→ **Zu erledigen**
Gib die folgenden Zeilen als nummerierte Liste aus und lass dabei alle Leerzeilen weg.

→ **Bereitgestellte Zeilen**

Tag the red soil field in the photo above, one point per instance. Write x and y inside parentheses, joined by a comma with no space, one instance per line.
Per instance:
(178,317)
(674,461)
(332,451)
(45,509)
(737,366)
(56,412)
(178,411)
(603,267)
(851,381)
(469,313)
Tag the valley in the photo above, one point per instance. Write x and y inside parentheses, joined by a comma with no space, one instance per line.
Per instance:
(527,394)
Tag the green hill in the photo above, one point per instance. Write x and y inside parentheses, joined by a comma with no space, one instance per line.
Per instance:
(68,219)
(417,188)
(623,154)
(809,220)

→ **Antwort zur Aufgabe**
1. Tag the red soil field in the photo above, one point per instance. Write x and y inside parentheses, joined by a comma with no space, one instance per line.
2. Per instance:
3. (178,317)
4. (674,461)
5. (332,451)
6. (45,509)
7. (737,366)
8. (56,412)
9. (178,411)
10. (603,267)
11. (851,381)
12. (469,313)
13. Tag the valley in the photo above, one point per instance. Write x and y inside parentheses, joined by a comma with no space, one instance per line.
14. Per instance:
15. (527,394)
16. Tag the green hill in the photo above, one point per instance. Write x and y inside parentheses, joined by a comma with no space, one instance per line.
17. Per instance:
18. (68,219)
19. (417,188)
20. (623,154)
21. (809,220)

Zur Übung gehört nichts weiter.